- Problem A -
Reproduce the patent passage on block cavities and their contacts verbatim.

- Selected text -
Accordingly, the cavities may also receive protruding pins of other
blocks, and the blocks may be stacked on top of each other in
various arrangements.
[0053] Each of the cavities of the block include a pair of
contacts, for example contacts 727a,b for the cavity 723a, like the
protruding pins of the detection device. Also like the contacts for
the protruding pins of the detection device, each pair of contacts
for the cavities may be considered for convenience to include a
positive contact and a negative contact. Similarly, the protruding
pins of the block also include a pair of contacts, for example
contacts 715a,b for pin 713a.
[0054] In some embodiments corresponding positive contacts of a
cavity/pin pair are electrically coupled, as are corresponding
negative contacts of the cavity/pin pair. In some embodiments a
resistance, for example in the form of a resistor, bridges lines
between positive contacts and negative contacts. For example, for
the block of FIG. 7A a 100 Ohm resistor may be electrically coupled
between the positive contacts and negative contacts of a cavity/pin
pair. In other embodiments the 100 Ohm resistor may instead be
coupled between a positive contact of a first cavity and a negative
contact of a second cavity. The cavities may be, for example,
cavities at opposing ends of the block.

- Problem B -
In the entries, rewrite the lines from the one containing "Query: orange tarpaulin surface" up to and including the one containing "Give the mask of the orange", replacing "tarpaulin" with "canvas" and leaving everything else unchanged. Output only those lines.

[Entries from a dataset]

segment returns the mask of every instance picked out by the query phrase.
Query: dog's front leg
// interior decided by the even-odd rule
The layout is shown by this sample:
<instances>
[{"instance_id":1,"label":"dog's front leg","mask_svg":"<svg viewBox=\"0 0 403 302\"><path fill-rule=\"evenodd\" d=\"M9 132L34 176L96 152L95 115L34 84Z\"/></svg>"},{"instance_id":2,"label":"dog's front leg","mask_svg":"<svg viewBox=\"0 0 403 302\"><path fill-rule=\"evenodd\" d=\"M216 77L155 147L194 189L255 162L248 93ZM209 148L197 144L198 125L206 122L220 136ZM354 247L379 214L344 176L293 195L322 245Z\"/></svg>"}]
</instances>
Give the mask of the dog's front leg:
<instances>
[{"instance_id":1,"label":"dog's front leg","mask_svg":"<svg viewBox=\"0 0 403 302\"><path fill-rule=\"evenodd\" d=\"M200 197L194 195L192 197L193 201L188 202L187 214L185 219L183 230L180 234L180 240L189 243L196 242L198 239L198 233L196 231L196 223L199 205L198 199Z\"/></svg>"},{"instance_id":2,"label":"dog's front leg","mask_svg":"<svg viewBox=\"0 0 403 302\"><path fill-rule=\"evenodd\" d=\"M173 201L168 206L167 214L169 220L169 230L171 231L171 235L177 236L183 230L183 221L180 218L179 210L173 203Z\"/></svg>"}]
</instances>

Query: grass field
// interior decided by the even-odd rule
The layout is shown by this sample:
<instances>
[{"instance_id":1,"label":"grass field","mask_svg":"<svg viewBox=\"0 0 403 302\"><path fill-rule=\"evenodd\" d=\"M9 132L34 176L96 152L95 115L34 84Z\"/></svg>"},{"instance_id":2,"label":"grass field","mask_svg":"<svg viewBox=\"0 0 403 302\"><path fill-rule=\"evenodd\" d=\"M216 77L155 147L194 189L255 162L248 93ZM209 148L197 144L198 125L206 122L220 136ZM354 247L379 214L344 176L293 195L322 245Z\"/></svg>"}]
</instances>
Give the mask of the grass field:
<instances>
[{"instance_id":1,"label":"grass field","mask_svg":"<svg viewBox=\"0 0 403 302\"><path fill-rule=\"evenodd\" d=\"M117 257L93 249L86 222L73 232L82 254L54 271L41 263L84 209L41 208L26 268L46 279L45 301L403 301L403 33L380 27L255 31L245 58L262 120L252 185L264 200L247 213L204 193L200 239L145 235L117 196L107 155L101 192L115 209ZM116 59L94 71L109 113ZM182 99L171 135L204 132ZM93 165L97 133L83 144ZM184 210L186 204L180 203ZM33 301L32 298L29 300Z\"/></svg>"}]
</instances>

* * *

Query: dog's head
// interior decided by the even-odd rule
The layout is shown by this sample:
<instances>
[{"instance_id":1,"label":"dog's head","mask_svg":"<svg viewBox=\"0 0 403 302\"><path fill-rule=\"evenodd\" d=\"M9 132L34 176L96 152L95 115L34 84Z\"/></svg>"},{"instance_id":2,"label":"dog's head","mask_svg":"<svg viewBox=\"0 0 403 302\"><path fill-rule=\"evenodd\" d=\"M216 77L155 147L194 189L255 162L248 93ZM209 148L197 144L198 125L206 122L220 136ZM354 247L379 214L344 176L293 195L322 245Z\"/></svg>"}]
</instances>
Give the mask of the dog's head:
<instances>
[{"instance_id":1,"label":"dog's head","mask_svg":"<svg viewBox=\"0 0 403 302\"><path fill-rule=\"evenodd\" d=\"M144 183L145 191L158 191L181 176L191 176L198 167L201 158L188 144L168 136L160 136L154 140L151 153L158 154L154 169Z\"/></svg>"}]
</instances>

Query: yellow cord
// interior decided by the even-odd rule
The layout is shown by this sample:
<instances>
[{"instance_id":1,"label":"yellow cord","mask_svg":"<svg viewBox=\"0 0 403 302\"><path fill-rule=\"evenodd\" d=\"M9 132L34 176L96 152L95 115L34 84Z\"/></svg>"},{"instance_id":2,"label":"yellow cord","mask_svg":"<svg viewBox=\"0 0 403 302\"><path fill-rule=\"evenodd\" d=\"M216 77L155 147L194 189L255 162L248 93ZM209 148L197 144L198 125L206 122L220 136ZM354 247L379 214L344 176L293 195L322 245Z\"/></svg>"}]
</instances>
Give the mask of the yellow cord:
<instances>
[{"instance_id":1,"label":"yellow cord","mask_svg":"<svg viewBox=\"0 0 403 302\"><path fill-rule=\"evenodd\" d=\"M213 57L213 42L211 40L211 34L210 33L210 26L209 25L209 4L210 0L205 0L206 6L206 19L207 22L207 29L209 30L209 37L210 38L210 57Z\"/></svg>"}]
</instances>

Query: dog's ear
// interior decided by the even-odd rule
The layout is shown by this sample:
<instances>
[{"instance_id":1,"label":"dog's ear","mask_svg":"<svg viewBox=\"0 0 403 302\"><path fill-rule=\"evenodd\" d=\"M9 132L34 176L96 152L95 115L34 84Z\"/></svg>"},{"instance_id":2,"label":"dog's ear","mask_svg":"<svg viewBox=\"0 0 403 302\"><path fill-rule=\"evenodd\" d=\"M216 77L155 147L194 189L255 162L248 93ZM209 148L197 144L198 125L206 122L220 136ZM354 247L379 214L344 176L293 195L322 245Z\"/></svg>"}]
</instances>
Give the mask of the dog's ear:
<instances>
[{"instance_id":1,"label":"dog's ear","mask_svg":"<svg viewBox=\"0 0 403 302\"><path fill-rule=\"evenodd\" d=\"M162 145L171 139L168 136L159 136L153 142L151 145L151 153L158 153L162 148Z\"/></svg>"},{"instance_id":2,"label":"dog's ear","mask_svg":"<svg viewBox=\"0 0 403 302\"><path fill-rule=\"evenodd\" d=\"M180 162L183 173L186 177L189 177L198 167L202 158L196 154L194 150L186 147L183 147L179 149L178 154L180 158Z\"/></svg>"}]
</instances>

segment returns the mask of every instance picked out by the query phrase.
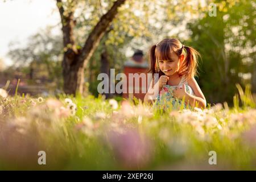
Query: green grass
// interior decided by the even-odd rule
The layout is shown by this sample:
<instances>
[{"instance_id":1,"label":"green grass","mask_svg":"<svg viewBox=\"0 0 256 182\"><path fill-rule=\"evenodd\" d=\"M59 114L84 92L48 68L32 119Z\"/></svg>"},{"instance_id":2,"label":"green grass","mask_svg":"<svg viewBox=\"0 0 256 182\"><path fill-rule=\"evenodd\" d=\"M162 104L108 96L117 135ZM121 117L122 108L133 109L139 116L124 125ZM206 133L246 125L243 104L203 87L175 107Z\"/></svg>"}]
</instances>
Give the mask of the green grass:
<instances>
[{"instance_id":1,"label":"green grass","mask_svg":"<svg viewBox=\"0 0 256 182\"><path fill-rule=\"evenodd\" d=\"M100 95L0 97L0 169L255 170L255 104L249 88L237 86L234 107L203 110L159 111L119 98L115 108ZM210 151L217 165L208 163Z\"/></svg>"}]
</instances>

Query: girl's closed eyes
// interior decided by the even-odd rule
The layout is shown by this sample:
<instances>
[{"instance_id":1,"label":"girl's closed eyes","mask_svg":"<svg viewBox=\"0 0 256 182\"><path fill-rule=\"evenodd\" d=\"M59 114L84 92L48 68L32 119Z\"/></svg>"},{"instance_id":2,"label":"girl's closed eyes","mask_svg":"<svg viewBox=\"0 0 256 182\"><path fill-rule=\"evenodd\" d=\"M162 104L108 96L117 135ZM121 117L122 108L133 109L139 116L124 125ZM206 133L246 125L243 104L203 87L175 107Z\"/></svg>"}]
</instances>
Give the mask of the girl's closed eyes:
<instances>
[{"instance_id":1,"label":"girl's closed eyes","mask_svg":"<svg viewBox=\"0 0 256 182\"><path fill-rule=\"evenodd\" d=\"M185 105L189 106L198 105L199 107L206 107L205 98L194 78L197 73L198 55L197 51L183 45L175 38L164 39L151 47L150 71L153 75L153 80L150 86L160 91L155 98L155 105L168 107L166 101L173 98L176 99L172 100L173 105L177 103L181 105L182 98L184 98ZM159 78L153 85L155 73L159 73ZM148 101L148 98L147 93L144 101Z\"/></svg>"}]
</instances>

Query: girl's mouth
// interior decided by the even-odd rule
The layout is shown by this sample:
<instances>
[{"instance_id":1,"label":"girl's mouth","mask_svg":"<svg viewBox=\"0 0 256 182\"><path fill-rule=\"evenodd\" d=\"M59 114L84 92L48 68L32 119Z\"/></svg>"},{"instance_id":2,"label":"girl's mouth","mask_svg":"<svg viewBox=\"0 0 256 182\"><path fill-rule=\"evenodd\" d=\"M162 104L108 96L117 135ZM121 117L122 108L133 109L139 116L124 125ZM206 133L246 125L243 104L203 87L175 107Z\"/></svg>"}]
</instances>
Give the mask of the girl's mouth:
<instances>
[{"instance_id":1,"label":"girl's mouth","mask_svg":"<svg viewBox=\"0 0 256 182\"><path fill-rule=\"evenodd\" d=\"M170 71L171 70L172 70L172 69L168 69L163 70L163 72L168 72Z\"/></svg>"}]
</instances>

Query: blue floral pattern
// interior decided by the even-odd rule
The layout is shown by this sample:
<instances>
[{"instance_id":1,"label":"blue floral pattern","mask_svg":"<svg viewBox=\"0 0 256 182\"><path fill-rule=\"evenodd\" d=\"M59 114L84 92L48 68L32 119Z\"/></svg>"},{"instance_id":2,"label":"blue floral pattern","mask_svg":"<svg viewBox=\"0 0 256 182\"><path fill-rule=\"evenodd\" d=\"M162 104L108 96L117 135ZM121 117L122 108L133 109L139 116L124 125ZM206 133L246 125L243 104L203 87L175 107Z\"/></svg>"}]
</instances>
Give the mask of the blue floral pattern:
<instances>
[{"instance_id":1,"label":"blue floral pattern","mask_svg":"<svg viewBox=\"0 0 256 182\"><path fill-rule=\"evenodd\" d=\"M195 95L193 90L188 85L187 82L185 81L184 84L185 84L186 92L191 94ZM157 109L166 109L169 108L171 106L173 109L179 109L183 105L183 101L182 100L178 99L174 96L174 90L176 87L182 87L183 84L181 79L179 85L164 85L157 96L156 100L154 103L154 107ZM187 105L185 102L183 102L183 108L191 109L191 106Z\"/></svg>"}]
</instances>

* * *

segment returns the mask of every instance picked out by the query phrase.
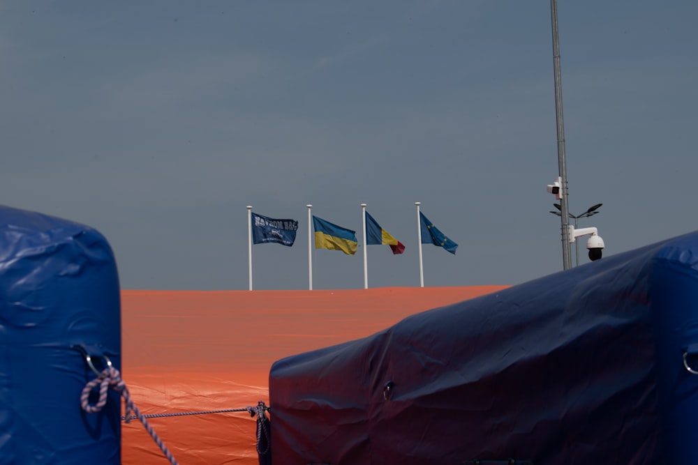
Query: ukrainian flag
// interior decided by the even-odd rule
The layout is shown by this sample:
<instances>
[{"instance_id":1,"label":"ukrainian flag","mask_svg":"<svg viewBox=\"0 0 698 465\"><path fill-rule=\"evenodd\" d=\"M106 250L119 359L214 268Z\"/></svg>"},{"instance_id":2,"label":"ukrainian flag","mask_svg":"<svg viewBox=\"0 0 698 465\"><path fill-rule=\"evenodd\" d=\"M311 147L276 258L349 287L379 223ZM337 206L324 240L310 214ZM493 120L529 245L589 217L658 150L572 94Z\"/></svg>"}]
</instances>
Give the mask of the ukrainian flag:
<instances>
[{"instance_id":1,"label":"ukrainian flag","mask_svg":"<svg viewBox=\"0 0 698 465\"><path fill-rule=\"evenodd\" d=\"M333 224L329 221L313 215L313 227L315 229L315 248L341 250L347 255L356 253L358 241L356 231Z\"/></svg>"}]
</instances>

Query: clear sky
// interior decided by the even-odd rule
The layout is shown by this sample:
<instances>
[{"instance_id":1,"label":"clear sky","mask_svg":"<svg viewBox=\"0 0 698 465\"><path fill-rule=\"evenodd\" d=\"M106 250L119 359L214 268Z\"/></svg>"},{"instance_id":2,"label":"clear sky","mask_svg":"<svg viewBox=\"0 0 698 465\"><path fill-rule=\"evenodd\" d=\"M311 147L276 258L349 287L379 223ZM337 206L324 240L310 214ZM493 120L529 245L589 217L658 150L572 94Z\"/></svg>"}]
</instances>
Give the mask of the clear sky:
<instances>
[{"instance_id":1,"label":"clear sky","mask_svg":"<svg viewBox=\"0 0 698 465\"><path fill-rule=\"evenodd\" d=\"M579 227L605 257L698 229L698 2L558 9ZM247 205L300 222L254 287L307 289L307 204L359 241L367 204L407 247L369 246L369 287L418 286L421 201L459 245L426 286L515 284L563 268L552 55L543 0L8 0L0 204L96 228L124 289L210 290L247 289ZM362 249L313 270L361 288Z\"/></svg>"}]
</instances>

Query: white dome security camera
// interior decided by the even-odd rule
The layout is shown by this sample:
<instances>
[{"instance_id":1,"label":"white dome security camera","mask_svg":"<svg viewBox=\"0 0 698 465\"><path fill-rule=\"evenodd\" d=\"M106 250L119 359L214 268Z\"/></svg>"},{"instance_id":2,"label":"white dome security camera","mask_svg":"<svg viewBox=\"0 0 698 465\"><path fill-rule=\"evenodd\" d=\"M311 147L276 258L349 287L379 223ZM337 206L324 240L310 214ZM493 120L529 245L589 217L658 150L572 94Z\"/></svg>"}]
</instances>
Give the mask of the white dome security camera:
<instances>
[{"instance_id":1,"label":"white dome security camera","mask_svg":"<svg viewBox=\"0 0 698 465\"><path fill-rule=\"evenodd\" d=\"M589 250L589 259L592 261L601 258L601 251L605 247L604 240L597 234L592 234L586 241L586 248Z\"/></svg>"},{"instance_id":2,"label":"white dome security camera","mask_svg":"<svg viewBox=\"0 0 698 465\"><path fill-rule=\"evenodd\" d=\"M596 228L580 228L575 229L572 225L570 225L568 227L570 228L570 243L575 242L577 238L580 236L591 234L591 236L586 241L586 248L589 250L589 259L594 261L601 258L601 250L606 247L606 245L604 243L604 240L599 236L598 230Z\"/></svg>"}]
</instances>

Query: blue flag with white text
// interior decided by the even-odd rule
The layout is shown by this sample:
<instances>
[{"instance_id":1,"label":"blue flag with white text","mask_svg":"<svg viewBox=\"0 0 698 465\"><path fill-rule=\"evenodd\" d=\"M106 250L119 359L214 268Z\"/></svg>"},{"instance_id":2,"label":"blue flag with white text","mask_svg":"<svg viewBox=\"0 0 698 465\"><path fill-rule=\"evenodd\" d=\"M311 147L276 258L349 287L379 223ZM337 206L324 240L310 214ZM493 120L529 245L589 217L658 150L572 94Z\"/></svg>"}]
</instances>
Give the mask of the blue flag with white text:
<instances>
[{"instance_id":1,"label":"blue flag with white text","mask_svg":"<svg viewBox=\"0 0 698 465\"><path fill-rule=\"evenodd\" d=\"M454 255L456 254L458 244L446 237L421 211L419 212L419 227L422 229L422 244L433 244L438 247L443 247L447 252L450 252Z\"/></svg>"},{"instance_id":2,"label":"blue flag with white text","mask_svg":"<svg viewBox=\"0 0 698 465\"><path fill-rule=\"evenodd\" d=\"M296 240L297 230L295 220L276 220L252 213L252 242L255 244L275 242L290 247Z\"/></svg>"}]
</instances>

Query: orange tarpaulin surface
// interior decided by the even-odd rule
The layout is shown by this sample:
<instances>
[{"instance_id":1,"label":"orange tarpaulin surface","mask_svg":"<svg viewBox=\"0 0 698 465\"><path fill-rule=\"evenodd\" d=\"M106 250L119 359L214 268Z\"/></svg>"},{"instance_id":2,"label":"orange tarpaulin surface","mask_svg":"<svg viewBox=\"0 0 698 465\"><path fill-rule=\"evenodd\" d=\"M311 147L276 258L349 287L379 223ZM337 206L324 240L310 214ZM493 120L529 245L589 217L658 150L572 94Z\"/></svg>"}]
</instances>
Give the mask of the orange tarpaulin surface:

- Complete response A -
Accordingly, the cavities may also receive protruding pins of other
blocks, and the blocks may be stacked on top of each other in
various arrangements.
[0053] Each of the cavities of the block include a pair of
contacts, for example contacts 727a,b for the cavity 723a, like the
protruding pins of the detection device. Also like the contacts for
the protruding pins of the detection device, each pair of contacts
for the cavities may be considered for convenience to include a
positive contact and a negative contact. Similarly, the protruding
pins of the block also include a pair of contacts, for example
contacts 715a,b for pin 713a.
[0054] In some embodiments corresponding positive contacts of a
cavity/pin pair are electrically coupled, as are corresponding
negative contacts of the cavity/pin pair. In some embodiments a
resistance, for example in the form of a resistor, bridges lines
between positive contacts and negative contacts. For example, for
the block of FIG. 7A a 100 Ohm resistor may be electrically coupled
between the positive contacts and negative contacts of a cavity/pin
pair. In other embodiments the 100 Ohm resistor may instead be
coupled between a positive contact of a first cavity and a negative
contact of a second cavity. The cavities may be, for example,
cavities at opposing ends of the block.

- Complete response B -
Query: orange canvas surface
// interior decided by the even-odd rule
The layout is shown by this sample:
<instances>
[{"instance_id":1,"label":"orange canvas surface","mask_svg":"<svg viewBox=\"0 0 698 465\"><path fill-rule=\"evenodd\" d=\"M106 250L119 359L214 268Z\"/></svg>"},{"instance_id":2,"label":"orange canvas surface","mask_svg":"<svg viewBox=\"0 0 698 465\"><path fill-rule=\"evenodd\" d=\"M311 147L276 258L349 287L379 223ZM337 206L324 240L310 214ZM493 120L529 245L589 217L658 150L572 94Z\"/></svg>"}]
</instances>
Give the mask of the orange canvas surface:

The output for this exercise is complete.